▶ **Task goal**: Collect every line in the records below that contains the word "concrete", and copy each one out.

▶ **Raw data**:
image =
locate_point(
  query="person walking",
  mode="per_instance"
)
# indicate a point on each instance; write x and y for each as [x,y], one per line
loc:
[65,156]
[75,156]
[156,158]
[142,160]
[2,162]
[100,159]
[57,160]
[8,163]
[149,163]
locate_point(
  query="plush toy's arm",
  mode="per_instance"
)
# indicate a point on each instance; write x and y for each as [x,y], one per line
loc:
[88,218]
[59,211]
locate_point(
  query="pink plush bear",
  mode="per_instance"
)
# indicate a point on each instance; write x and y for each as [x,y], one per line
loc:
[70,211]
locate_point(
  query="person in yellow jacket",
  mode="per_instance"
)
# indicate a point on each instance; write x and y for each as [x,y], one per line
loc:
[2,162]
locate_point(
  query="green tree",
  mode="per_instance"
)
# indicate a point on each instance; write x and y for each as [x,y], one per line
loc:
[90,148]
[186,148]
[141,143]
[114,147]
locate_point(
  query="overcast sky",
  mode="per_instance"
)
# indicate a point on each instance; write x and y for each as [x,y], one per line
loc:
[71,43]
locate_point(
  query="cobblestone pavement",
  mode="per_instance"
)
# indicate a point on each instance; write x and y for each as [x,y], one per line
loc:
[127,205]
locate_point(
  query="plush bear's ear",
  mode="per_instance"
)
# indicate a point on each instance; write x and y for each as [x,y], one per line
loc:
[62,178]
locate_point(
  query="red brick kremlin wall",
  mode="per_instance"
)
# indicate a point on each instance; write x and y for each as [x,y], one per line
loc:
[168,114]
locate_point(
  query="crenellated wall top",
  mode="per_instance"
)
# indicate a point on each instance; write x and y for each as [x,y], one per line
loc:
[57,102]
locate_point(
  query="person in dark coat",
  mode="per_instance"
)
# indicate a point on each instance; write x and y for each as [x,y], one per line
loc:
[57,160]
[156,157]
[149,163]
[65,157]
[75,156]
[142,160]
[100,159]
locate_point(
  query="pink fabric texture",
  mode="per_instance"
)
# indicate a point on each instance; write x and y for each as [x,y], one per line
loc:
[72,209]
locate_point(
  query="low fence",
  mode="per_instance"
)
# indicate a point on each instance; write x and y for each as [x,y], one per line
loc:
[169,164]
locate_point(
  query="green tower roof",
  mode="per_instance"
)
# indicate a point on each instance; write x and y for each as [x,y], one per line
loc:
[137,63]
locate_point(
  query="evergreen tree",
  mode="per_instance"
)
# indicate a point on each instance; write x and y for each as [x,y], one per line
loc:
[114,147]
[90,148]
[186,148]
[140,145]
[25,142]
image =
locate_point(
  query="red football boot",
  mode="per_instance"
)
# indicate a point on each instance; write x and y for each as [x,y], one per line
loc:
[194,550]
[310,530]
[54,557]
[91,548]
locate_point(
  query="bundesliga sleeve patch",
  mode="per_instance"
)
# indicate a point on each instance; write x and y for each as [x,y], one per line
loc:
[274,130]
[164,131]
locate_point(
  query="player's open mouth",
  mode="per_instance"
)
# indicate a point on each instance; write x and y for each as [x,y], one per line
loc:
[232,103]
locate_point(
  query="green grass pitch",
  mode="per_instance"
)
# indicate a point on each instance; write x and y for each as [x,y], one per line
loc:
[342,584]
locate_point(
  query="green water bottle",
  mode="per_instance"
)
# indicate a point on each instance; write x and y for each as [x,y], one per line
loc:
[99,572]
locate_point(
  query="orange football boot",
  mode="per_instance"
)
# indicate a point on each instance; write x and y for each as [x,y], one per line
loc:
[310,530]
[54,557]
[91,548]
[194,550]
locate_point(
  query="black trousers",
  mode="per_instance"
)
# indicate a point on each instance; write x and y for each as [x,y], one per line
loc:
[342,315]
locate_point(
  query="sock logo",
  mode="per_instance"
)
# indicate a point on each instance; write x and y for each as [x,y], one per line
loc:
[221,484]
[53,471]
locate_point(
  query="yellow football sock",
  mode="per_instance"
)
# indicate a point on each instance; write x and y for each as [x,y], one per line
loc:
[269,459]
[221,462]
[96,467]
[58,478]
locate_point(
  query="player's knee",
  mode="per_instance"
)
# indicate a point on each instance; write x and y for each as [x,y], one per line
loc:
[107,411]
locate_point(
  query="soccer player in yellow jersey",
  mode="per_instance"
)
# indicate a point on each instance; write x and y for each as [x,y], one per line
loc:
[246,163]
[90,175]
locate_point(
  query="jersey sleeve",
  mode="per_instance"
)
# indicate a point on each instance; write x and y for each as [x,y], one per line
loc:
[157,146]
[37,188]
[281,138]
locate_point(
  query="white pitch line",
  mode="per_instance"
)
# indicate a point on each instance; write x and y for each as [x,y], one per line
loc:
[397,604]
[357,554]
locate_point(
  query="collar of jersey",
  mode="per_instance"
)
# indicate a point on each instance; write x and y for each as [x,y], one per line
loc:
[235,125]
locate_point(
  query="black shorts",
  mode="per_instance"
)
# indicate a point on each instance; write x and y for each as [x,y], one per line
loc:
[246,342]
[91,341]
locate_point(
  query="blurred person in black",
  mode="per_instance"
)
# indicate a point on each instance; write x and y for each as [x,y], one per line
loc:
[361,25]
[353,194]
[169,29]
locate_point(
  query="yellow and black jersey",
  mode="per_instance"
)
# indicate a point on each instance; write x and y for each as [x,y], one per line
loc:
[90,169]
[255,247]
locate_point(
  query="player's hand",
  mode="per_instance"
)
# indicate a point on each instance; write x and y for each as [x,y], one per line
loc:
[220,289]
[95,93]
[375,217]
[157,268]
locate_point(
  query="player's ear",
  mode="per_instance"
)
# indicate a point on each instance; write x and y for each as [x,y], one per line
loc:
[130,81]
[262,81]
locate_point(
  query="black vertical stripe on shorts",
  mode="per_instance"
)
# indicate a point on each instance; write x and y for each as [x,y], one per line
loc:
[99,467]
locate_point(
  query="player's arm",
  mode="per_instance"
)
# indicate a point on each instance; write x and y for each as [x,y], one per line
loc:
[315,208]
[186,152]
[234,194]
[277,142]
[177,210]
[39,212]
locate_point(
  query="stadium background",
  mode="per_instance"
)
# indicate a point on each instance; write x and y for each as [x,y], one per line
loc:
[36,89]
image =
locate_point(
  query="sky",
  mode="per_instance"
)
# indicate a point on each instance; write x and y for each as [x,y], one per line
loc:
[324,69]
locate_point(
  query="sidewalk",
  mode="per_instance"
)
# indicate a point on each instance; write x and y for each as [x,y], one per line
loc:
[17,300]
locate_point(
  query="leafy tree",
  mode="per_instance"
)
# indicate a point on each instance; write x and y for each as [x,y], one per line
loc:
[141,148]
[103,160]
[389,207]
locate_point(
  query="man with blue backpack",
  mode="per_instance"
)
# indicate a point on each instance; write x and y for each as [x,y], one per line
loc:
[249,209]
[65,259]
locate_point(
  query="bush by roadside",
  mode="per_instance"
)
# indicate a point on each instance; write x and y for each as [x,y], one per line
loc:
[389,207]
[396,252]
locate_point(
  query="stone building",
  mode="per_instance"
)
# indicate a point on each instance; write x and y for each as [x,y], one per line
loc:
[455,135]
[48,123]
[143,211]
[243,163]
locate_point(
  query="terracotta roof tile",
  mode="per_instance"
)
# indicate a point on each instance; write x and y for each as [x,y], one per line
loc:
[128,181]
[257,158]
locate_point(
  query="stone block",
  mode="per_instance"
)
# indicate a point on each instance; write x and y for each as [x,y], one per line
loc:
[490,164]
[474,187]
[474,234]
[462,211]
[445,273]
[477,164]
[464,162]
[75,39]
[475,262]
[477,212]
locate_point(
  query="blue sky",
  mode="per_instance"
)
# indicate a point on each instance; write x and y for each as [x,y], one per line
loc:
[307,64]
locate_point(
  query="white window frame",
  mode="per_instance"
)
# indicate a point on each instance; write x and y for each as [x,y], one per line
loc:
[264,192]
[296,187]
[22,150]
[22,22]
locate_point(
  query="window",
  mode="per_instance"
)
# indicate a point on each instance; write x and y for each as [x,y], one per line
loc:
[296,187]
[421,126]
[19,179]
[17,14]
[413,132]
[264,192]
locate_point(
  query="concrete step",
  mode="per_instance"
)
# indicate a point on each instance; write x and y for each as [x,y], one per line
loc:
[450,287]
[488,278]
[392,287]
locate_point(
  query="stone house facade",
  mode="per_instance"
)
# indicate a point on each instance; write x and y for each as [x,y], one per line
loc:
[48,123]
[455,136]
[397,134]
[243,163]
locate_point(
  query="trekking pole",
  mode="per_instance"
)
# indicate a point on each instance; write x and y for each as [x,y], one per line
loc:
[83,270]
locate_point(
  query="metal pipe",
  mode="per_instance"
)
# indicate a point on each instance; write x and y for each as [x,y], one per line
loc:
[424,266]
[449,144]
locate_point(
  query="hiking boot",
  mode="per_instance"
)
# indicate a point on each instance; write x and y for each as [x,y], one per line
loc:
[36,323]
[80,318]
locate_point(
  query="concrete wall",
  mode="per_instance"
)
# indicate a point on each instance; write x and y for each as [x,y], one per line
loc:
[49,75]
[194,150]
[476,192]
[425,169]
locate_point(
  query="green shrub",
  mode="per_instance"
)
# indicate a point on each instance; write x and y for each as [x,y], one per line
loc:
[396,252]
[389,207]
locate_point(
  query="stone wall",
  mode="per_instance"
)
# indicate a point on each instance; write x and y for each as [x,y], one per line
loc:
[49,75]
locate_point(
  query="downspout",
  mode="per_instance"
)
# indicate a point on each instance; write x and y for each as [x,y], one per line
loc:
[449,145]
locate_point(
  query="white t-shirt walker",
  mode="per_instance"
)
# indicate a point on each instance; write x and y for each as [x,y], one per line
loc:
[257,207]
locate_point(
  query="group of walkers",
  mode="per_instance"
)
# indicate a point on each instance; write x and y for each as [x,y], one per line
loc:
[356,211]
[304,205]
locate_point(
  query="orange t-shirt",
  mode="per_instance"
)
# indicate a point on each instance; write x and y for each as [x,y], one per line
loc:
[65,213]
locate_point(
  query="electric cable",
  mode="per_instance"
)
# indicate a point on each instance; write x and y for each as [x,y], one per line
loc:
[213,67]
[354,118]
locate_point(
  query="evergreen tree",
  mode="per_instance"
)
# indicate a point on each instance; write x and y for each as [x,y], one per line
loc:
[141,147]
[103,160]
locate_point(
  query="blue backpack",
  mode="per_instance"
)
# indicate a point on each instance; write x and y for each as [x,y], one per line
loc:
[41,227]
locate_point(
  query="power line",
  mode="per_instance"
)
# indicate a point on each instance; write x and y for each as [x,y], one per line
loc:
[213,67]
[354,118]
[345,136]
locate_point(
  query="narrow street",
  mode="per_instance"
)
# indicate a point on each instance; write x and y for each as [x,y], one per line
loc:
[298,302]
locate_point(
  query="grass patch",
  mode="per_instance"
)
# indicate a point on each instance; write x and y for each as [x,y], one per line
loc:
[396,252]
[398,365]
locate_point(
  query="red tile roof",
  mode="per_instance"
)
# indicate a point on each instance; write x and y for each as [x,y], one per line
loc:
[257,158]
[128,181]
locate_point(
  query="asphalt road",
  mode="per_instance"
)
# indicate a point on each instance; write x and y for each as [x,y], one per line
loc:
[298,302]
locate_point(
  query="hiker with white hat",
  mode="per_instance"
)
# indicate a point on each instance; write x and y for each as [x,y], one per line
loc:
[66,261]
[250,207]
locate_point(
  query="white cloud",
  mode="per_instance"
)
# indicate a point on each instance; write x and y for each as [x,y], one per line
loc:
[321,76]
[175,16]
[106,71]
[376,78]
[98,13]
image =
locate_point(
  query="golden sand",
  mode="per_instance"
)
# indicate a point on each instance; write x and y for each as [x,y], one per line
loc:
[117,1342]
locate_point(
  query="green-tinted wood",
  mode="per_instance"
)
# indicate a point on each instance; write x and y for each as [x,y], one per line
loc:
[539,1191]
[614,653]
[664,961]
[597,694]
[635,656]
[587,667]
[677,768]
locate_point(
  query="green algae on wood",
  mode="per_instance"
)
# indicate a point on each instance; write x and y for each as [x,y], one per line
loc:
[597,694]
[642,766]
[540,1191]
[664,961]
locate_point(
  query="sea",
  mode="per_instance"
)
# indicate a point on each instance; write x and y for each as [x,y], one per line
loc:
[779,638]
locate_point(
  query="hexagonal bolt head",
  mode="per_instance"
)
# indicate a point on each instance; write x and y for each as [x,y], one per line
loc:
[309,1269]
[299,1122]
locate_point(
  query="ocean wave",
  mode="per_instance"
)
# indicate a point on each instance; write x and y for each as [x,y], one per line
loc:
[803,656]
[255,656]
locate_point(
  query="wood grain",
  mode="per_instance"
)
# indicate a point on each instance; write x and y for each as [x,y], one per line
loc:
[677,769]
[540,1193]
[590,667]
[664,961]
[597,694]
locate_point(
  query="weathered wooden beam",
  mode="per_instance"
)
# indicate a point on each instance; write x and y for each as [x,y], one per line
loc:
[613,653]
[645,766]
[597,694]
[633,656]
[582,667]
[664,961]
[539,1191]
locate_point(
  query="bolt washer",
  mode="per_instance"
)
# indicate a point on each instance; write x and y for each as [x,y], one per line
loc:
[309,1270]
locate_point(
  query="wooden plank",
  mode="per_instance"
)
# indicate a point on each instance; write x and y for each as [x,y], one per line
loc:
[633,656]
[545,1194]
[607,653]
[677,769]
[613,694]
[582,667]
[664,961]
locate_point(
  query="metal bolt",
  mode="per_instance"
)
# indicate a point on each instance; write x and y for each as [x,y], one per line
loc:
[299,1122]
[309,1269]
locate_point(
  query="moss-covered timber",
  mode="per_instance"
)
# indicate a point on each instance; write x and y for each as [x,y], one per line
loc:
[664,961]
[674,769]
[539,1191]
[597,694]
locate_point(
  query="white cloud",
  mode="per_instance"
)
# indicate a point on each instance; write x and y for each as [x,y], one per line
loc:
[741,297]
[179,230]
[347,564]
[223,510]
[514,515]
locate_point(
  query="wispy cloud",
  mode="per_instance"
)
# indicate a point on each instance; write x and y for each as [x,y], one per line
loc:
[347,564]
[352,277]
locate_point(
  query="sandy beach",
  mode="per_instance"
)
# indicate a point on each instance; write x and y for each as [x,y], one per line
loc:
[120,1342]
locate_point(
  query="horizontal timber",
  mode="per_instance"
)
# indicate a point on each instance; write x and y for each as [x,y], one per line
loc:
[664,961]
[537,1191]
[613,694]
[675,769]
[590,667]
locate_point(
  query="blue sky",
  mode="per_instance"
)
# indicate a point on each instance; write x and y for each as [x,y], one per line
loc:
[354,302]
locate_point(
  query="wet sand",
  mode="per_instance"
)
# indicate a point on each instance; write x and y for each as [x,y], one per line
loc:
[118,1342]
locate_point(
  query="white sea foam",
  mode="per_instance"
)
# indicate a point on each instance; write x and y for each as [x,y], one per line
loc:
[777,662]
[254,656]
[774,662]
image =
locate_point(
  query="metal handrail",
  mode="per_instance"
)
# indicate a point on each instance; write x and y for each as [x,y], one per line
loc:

▶ **Task solution**:
  query="concrete step",
  query="concrete wall",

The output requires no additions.